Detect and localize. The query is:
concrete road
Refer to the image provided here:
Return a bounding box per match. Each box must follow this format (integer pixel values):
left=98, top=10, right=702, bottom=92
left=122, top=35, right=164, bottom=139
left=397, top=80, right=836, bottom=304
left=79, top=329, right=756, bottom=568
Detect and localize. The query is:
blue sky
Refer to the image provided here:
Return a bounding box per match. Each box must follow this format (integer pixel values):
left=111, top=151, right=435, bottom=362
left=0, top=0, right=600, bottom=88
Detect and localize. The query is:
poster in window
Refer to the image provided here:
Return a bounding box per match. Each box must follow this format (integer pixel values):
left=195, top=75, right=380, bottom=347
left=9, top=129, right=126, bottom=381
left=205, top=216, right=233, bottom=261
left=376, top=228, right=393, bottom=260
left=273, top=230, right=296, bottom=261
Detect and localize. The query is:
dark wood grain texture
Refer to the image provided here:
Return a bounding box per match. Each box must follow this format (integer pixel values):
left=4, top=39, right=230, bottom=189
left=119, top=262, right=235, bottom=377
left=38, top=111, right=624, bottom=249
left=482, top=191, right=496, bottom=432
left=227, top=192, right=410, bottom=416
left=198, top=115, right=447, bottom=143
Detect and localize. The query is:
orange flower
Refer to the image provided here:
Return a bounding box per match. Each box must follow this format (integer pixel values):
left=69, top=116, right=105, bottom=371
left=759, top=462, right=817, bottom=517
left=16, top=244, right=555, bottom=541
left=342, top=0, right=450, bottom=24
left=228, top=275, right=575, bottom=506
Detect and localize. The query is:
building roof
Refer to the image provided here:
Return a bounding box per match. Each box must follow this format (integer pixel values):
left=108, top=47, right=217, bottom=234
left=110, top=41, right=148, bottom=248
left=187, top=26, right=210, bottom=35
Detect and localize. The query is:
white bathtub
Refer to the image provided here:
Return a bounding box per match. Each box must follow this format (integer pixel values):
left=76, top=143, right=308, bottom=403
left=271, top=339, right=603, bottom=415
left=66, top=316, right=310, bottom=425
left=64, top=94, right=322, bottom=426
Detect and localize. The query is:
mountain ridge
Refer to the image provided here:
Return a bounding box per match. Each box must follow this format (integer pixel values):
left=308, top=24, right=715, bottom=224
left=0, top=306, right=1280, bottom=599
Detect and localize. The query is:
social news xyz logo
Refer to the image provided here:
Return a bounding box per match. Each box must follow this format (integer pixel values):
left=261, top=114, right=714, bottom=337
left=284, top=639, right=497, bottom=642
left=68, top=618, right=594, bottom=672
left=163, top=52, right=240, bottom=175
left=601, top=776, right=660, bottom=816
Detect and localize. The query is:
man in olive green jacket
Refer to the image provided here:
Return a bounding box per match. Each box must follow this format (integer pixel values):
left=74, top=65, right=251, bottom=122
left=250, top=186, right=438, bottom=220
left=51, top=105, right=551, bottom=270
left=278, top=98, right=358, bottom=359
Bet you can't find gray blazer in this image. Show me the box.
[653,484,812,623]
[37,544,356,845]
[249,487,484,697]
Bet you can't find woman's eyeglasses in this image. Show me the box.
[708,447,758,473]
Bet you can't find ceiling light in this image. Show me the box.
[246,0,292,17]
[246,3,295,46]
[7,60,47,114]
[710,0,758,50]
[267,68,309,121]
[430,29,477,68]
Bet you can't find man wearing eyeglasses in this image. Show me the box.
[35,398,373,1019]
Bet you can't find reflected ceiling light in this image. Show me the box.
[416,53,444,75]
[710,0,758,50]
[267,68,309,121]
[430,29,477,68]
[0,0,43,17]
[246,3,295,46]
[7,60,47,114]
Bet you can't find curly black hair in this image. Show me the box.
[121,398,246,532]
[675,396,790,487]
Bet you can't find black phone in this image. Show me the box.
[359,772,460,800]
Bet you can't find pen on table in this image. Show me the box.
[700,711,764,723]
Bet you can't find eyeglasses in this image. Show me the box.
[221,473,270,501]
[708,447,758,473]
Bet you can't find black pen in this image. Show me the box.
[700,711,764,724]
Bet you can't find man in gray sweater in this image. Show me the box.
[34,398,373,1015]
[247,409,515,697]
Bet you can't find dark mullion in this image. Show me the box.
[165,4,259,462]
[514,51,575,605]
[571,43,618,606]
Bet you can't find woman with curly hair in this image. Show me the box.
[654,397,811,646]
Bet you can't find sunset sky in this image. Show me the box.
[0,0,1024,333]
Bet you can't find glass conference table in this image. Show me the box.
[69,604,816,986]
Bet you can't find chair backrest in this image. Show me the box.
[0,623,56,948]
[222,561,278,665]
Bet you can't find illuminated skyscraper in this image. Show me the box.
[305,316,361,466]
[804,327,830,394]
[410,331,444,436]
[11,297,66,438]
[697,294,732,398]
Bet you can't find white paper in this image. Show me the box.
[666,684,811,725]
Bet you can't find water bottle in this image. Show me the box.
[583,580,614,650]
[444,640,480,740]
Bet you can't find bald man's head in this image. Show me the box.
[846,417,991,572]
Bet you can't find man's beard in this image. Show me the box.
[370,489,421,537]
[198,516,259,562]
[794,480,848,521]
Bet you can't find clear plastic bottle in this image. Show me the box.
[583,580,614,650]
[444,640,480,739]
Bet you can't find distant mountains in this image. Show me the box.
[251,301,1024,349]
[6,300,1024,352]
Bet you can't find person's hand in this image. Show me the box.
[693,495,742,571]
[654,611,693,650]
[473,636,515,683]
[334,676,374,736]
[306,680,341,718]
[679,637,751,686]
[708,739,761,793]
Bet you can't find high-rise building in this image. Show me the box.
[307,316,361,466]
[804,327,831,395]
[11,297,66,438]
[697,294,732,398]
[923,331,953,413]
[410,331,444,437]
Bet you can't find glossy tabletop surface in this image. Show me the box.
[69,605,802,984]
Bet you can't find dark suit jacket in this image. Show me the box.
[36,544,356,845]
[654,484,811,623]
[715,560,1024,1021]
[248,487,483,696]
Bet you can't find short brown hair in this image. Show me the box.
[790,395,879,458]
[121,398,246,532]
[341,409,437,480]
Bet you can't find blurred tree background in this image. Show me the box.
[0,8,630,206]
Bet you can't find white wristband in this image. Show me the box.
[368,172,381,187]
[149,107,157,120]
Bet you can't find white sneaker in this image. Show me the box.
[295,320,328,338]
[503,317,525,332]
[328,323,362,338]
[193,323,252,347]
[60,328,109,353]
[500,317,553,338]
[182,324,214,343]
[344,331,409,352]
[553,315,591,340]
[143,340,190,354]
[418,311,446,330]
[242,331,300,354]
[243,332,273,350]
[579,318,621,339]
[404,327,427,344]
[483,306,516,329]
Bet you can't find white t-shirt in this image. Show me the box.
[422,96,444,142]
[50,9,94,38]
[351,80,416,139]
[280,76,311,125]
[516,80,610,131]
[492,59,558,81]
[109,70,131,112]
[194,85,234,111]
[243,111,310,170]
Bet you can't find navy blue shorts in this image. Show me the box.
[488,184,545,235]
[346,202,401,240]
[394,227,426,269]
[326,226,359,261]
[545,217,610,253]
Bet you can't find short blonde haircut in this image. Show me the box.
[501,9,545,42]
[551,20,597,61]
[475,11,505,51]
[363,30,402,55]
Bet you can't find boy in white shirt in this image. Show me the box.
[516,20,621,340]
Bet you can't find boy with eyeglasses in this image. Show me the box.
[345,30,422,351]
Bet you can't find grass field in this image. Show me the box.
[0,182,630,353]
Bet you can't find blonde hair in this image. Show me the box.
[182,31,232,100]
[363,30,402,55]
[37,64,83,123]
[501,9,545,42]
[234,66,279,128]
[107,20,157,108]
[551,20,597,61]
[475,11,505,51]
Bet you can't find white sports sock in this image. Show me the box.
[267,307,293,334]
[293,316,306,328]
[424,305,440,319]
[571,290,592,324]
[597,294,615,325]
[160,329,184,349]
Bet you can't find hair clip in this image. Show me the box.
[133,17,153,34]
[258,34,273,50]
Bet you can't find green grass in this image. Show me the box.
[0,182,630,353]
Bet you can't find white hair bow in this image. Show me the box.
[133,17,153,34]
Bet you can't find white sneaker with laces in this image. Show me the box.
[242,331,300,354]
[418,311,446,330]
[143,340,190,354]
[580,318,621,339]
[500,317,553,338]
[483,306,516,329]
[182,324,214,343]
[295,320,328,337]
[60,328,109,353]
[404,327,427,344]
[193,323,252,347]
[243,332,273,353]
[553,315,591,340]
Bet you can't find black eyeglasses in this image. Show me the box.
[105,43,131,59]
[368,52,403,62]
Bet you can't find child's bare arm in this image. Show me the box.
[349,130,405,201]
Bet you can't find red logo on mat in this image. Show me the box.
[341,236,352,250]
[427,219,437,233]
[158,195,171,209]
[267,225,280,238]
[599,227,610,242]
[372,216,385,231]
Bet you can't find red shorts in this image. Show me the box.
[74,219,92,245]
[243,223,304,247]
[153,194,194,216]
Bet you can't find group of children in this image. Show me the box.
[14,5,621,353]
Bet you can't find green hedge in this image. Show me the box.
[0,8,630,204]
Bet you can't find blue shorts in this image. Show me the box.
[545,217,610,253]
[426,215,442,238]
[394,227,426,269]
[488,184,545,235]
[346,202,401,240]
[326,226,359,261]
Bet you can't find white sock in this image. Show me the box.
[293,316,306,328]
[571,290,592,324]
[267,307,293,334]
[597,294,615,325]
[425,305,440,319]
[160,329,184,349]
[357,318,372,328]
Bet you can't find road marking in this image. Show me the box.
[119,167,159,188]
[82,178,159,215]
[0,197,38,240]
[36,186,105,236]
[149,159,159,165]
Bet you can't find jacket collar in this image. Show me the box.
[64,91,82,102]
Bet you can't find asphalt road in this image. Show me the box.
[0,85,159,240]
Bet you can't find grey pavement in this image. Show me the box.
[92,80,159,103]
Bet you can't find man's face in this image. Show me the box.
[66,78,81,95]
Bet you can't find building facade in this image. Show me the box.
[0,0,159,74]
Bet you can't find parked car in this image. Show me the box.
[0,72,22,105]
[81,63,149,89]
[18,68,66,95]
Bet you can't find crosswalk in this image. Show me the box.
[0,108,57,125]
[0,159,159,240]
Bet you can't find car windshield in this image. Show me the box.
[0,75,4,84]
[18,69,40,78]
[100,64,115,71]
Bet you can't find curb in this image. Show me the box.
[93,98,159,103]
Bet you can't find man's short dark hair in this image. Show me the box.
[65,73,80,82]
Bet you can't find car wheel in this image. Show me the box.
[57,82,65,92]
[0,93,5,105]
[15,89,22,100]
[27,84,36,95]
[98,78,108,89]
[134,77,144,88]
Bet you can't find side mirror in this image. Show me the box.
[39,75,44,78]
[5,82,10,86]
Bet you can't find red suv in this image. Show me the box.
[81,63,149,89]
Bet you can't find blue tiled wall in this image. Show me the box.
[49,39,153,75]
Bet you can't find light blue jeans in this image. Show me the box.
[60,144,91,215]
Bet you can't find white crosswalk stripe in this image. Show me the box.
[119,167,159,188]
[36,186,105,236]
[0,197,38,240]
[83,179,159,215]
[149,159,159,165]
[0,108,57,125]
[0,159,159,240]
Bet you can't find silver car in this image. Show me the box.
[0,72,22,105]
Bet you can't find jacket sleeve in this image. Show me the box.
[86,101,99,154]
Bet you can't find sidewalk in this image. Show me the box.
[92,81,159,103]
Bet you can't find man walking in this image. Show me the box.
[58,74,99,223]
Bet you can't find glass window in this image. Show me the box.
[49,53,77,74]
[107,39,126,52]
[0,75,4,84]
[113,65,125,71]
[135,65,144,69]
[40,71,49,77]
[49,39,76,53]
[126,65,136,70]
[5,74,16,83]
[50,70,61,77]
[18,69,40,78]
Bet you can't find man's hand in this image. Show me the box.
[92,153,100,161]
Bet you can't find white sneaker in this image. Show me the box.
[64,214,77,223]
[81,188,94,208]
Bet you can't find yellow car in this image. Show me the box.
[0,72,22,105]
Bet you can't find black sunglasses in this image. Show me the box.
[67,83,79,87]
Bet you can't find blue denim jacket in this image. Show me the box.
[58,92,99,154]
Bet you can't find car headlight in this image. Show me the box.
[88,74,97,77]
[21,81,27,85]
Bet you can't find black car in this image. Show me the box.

______________________________

Retype the rows from their first line through the line containing "left=122, top=35, right=164, bottom=139", both included, keeping every character the same.

Detect and localize. The query is:
concrete road
Refer to the image provided here:
Return a bounding box per match. Each box must follow this format (integer pixel values):
left=98, top=10, right=702, bottom=92
left=122, top=35, right=164, bottom=139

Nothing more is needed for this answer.